EXERCISE 1: List every criterion that the reflection on Acts 6 names as one humans use to separate themselves into cliques and power circles.
EXERCISE 2:
Answer these questions from the reflection on Acts 6, one answer per line, marked like the questions:
(a) How many men did the church name to see to the care of the widows?
(b) In which book and chapter did the Race, Power and Healing series start?
(c) Whose widows were being better taken care of?
EXERCISE 3:
For each statement, say whether it agrees with the reflection on Acts 6. Answer yes or no and quote the words of the reflection that decide it.
(a) Everyone in the story was Jewish.
(b) The seven men named by the church all had Hebrew names.
(c) The fixing described requires the obliteration of differences among people.

From Mixed to Fixed

…the Grecian Jews complained against Hebraic Jews … (Acts 6:1).

Everything human has problems.

This does not mean that every single thing humans do is bad.  Just that it is mixed, a mixture of some of our best impulses and some of our worst, of mistaken certainties and honest questions, of motives base and noble, of God’s Spirit and our sinfulness.  This “mixture principle” applies to individuals, families, nations—even churches!

This week, we have a story of moving from “mixed” to “fixed”—but the fixing does not require the obliteration of differences among us.

Our Race, Power and Healing series started in Genesis 4 (“Am I my brother’s keeper?”), moved to Luke 10 (“Which one was a neighbor?”) and now lands in this week’s passage in Acts 6.

The church has been growing rapidly—a positive thing, a sign of God’s blessing.  They were seeking to take care of the vulnerable widows—another very positive sign of community health and witness to Jesus.

And there were ethnic tensions, and problems flowing from them.  At this point in church history, what we now think of as “Christianity” was as a movement within Judaism.  Everyone in this story was Jewish.

But some were “Hebraic” Jews, others “Grecian.”  Some were “natives,” still living in the Holy Land.  Others, for a wide variety of historical reasons, came from elsewhere to settle in Jerusalem: outsiders, immigrants.  And the widows of the “natives” were being better taken care of.

What’s unique is not the problem: everything human is a mixture.  Jesus Christ, the Lord of the church, and of heaven and earth, is not surprised by what happened, but is keenly interested in how his people are going to respond.  Something fundamental, essential, absolutely necessary is at stake: will his church bear faithful witness to their King and the nature of his Kingdom?

Is the Gospel the same Good News for everyone, regardless of race, ethnicity, class, sex, education, politics and every other criterion we humans use to separate ourselves into cliques, power circles, insider/outsider arrangements? Or do you need some additional qualification, other than being a repentant sinner to be invited all the way IN?  When it comes to marginal, vulnerable widows, does God prefer the Hebraic widows to the Grecian?

The church passed the test, naming seven men to see to the proper care of all the church’s widows.

The seven all had Greek names.  Members of the “offended” party not only got to see that “their widows” received proper support; they also had equal responsibility for the widows of the “side” that had just recently been mistreating them.

God has wonderful ways of fixing what we have mixed up!

What kind of attitude and heart adjustments might the original seven “deacons” have had to make?  How about us, as we reflect on our current conflicts around race and power?

As we think about these issues, how might the motives of “our” side (whoever you’d include in “our”) be mixed: a status we’re trying to protect, a message (e.g., “______ can’t be trusted, _____ don’t really belong”) we want reinforced?

LISTED ENTRIES:

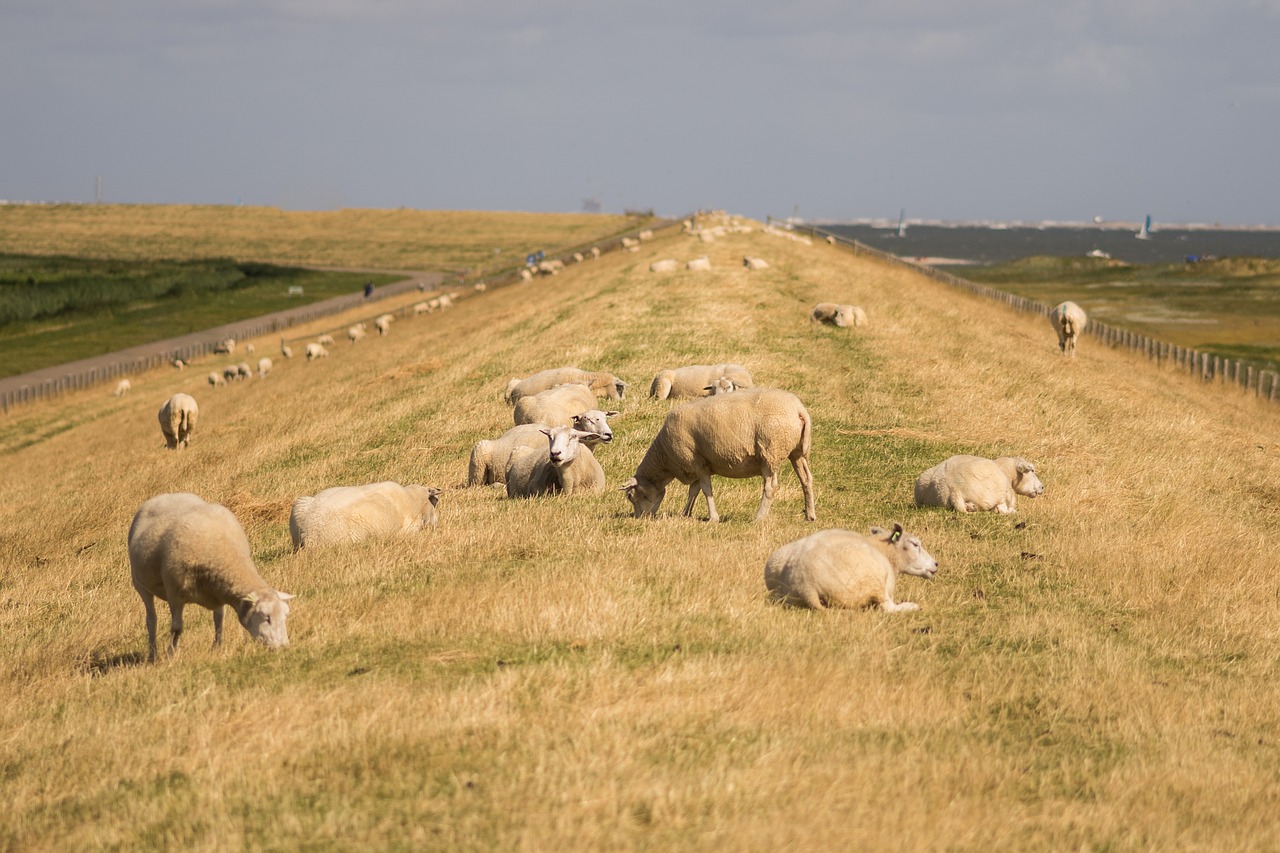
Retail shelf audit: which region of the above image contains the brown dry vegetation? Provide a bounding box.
[0,217,1280,850]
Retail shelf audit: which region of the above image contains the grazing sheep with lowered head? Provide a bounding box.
[764,524,938,613]
[915,456,1044,512]
[622,388,817,521]
[129,492,293,661]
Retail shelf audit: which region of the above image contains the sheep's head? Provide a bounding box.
[236,589,293,648]
[872,521,938,578]
[618,476,667,519]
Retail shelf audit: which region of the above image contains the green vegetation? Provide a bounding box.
[957,257,1280,370]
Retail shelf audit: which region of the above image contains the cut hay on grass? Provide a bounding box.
[0,216,1280,850]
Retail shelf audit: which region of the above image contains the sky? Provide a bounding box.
[0,0,1280,225]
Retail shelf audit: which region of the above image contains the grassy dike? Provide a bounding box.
[0,216,1280,850]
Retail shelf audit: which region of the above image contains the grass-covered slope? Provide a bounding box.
[0,222,1280,850]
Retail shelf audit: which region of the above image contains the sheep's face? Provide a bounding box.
[621,476,667,519]
[1014,459,1044,497]
[236,589,293,648]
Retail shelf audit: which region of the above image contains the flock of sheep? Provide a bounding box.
[117,219,1087,660]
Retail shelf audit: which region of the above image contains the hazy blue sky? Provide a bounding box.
[0,0,1280,224]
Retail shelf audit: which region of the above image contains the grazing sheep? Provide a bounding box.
[156,394,200,450]
[809,302,867,328]
[649,364,754,400]
[764,523,938,613]
[289,480,440,551]
[503,368,627,403]
[467,409,618,485]
[915,456,1044,512]
[513,386,595,427]
[129,492,293,661]
[1048,302,1089,357]
[621,388,817,523]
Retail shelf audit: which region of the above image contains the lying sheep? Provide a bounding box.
[289,480,440,551]
[649,364,753,400]
[129,492,293,661]
[1048,301,1089,357]
[764,524,938,613]
[915,456,1044,512]
[622,388,817,523]
[809,302,867,328]
[503,368,627,403]
[467,409,618,485]
[156,394,200,450]
[504,427,604,498]
[512,386,595,427]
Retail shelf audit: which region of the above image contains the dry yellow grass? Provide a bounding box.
[0,216,1280,850]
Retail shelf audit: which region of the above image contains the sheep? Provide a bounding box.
[504,427,604,498]
[156,394,200,450]
[467,409,618,485]
[289,480,440,551]
[1048,301,1089,357]
[503,368,627,403]
[809,302,867,329]
[621,388,818,523]
[764,523,938,613]
[915,456,1044,512]
[649,364,754,400]
[129,492,293,662]
[512,386,595,427]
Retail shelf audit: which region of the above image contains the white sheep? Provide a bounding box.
[289,480,440,551]
[915,456,1044,512]
[809,302,867,329]
[129,492,293,661]
[504,427,604,498]
[156,394,200,450]
[503,368,627,403]
[512,386,595,427]
[649,364,754,400]
[621,388,817,523]
[764,524,938,613]
[1048,301,1089,357]
[467,409,618,485]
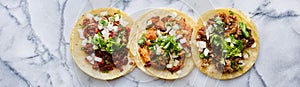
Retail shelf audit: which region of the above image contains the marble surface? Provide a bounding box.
[0,0,300,87]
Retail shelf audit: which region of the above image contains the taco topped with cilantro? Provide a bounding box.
[192,8,259,79]
[70,8,135,80]
[131,8,195,79]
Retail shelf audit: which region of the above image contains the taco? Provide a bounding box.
[192,8,259,80]
[70,8,135,80]
[130,8,195,79]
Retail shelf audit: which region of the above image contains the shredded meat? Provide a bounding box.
[145,28,157,40]
[196,13,255,73]
[83,43,94,54]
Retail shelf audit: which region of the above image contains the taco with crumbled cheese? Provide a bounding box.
[130,8,195,79]
[192,8,259,80]
[70,8,135,80]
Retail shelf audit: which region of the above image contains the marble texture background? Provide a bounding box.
[0,0,300,87]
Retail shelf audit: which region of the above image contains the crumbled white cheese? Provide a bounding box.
[197,41,206,48]
[101,29,109,39]
[251,43,256,48]
[171,12,177,18]
[120,20,128,27]
[173,60,179,66]
[203,48,209,56]
[162,36,167,39]
[94,16,102,22]
[156,29,161,37]
[176,34,182,40]
[98,24,103,30]
[147,20,152,25]
[179,38,186,44]
[178,44,182,49]
[112,26,118,32]
[81,39,88,46]
[239,60,245,66]
[100,11,107,16]
[116,38,121,43]
[155,44,161,55]
[230,43,234,47]
[172,53,178,58]
[77,29,84,39]
[94,56,102,62]
[173,24,179,30]
[86,13,93,19]
[114,14,120,21]
[243,53,249,58]
[205,25,212,40]
[176,70,181,74]
[169,29,176,36]
[86,56,93,61]
[93,45,98,50]
[185,53,192,57]
[166,63,173,68]
[86,56,94,64]
[225,37,231,42]
[166,26,172,32]
[107,23,114,31]
[237,53,242,57]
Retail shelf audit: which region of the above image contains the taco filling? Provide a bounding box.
[78,11,130,73]
[196,11,256,73]
[137,12,192,73]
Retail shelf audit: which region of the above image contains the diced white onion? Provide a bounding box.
[169,29,176,36]
[98,24,103,30]
[173,60,179,66]
[239,60,245,66]
[172,53,178,58]
[120,20,128,27]
[94,56,102,62]
[156,29,161,37]
[147,20,152,25]
[179,38,186,44]
[230,43,234,47]
[86,56,93,61]
[178,44,182,49]
[81,39,88,46]
[166,26,172,32]
[155,44,161,55]
[107,23,114,31]
[173,24,179,30]
[243,53,249,58]
[251,43,256,48]
[86,56,94,64]
[100,11,107,16]
[77,29,84,39]
[166,63,173,68]
[101,29,109,39]
[197,41,206,48]
[176,70,182,74]
[93,45,98,50]
[237,53,242,57]
[94,16,102,21]
[86,13,93,19]
[171,12,177,18]
[115,14,120,21]
[203,48,209,56]
[112,26,118,32]
[225,37,231,42]
[176,34,182,40]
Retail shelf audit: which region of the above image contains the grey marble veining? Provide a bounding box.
[0,0,300,87]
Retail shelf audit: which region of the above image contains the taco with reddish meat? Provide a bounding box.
[192,8,259,79]
[70,8,135,80]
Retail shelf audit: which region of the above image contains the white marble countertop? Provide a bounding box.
[0,0,300,87]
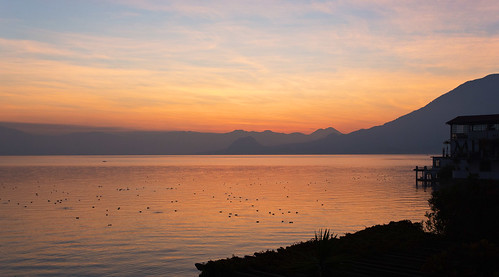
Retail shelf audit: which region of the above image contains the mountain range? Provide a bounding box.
[0,74,499,155]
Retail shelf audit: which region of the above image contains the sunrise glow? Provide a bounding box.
[0,0,499,133]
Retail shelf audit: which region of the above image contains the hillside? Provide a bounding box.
[256,74,499,154]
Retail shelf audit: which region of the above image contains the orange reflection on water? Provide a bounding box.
[0,155,430,276]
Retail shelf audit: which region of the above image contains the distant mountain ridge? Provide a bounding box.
[267,74,499,154]
[0,122,341,155]
[0,74,499,155]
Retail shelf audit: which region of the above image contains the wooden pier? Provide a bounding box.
[414,166,438,186]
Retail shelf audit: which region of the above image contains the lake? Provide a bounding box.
[0,155,431,276]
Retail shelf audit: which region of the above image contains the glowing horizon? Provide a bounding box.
[0,0,499,133]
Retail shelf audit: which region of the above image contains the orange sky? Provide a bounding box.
[0,0,499,133]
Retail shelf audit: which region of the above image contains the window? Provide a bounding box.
[471,124,487,132]
[451,124,469,134]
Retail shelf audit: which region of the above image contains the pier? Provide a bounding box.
[414,166,438,187]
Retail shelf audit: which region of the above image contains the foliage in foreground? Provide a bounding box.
[426,179,499,242]
[196,221,431,276]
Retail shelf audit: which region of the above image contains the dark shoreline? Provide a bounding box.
[196,179,499,277]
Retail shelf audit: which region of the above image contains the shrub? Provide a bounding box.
[426,179,499,241]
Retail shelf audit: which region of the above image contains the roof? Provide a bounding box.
[447,114,499,125]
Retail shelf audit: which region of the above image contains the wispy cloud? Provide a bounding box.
[0,0,499,131]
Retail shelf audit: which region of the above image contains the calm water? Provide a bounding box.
[0,155,431,276]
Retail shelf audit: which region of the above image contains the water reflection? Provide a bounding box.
[0,155,429,276]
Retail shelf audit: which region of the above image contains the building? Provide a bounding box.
[414,114,499,184]
[447,114,499,179]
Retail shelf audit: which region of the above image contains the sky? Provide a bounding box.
[0,0,499,133]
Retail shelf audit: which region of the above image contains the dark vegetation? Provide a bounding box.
[196,179,499,277]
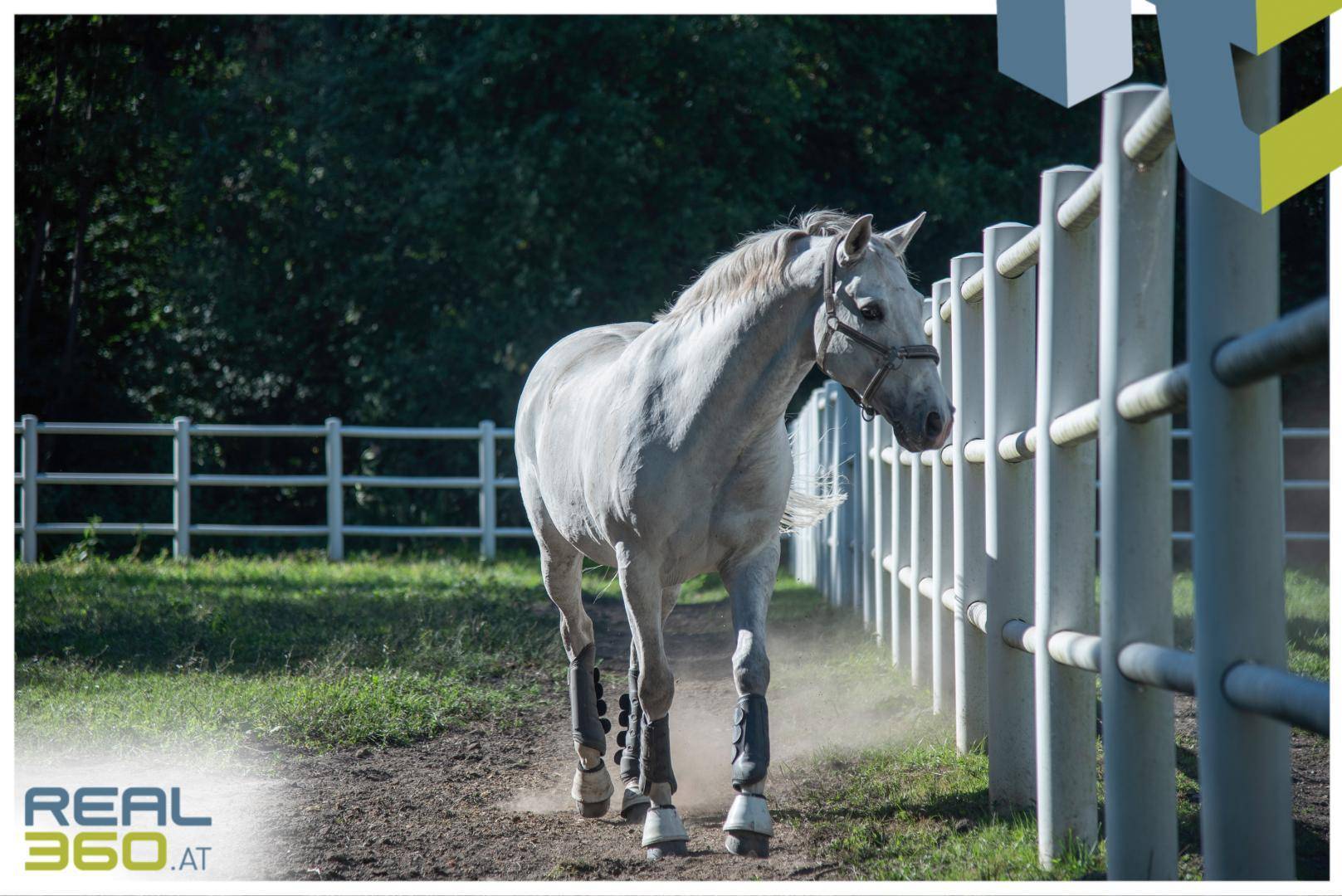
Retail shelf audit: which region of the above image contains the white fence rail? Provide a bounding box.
[13,415,531,563]
[789,79,1329,879]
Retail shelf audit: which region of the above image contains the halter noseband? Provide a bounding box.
[816,236,941,420]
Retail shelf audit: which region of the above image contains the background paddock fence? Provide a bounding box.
[13,415,531,563]
[788,78,1329,879]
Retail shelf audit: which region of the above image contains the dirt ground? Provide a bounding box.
[261,596,934,880]
[257,596,1329,880]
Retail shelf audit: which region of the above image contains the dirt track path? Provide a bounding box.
[271,596,910,880]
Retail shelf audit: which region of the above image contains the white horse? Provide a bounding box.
[515,212,951,859]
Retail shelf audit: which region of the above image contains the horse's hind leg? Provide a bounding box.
[615,585,681,825]
[541,543,615,818]
[722,538,778,859]
[617,555,690,859]
[615,639,652,825]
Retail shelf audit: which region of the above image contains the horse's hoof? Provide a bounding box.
[648,840,690,861]
[643,806,690,859]
[574,796,611,818]
[569,761,615,818]
[620,787,652,825]
[727,830,769,859]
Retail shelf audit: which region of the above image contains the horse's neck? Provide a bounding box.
[660,277,818,448]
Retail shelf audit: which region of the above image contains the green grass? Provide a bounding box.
[15,553,1329,880]
[1174,569,1329,679]
[15,555,563,751]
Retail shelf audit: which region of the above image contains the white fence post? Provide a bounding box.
[825,381,852,606]
[326,417,345,559]
[950,252,988,752]
[983,224,1035,813]
[22,413,37,563]
[1035,165,1099,868]
[807,387,829,587]
[815,381,842,602]
[481,420,498,559]
[839,393,863,611]
[927,279,955,713]
[890,440,914,667]
[871,416,895,644]
[172,417,191,559]
[853,411,881,631]
[909,431,931,685]
[1191,50,1295,880]
[1099,85,1180,880]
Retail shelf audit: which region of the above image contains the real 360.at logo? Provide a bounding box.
[22,787,213,872]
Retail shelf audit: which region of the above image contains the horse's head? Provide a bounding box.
[815,212,954,450]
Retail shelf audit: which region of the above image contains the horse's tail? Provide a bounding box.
[778,429,848,533]
[779,478,848,533]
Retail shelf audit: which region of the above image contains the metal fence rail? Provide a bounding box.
[13,415,531,563]
[789,78,1329,879]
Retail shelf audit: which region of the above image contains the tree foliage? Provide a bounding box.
[15,16,1325,553]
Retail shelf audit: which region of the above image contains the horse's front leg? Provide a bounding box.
[616,555,690,859]
[722,537,778,859]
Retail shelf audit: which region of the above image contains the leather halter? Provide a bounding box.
[816,236,941,420]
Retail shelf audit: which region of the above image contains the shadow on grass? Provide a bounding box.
[15,562,559,674]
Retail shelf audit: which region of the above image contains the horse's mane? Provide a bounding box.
[653,209,903,320]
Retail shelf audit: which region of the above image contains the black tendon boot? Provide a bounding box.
[722,694,773,859]
[569,644,615,818]
[731,694,769,791]
[639,716,690,859]
[569,644,611,757]
[615,667,652,825]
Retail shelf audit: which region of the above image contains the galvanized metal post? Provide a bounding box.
[1035,165,1099,868]
[871,417,895,644]
[1191,50,1295,880]
[326,417,345,559]
[890,443,914,667]
[22,413,37,563]
[481,420,498,559]
[1099,85,1175,879]
[172,417,191,559]
[950,252,988,752]
[927,279,955,713]
[983,224,1035,813]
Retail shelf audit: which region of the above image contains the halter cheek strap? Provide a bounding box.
[816,236,941,420]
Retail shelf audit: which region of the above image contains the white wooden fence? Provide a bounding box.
[13,415,531,563]
[789,82,1329,879]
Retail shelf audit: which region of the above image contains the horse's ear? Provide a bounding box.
[839,215,871,265]
[881,212,927,255]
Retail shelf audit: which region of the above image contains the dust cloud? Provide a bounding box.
[500,613,926,820]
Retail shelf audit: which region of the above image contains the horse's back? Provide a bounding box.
[517,320,652,450]
[514,320,652,562]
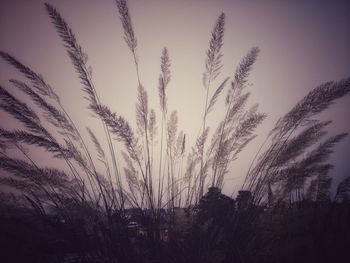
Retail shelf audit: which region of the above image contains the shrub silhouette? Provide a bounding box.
[0,0,350,262]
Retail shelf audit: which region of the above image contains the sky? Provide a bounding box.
[0,0,350,198]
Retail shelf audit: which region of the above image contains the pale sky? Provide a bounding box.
[0,0,350,198]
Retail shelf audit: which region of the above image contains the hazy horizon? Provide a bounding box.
[0,0,350,198]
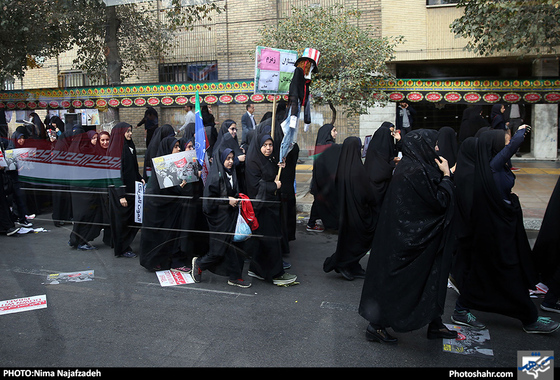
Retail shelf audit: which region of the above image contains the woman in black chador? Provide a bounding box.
[142,124,175,181]
[68,127,103,251]
[140,136,190,270]
[364,126,400,208]
[452,125,559,333]
[533,179,560,313]
[323,137,377,280]
[449,137,476,294]
[245,132,297,285]
[307,124,340,232]
[359,129,456,343]
[437,127,459,172]
[107,122,144,258]
[192,147,251,288]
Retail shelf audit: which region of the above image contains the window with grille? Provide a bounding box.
[159,61,218,82]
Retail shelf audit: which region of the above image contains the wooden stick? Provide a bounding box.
[270,94,276,141]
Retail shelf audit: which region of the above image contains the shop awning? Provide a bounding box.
[0,78,560,111]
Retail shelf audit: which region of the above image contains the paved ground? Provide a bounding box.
[0,157,560,368]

YOUR SOLUTION 1: race, ethnicity, class, sex, education, politics

YOUR SOLUTION 2:
(a) Seven
(b) Genesis 4
(c) The widows of the "natives"

YOUR SOLUTION 3:
(a) Yes: "Everyone in this story was Jewish."
(b) No: "The seven all had Greek names."
(c) No: "the fixing does not require the obliteration of differences among us."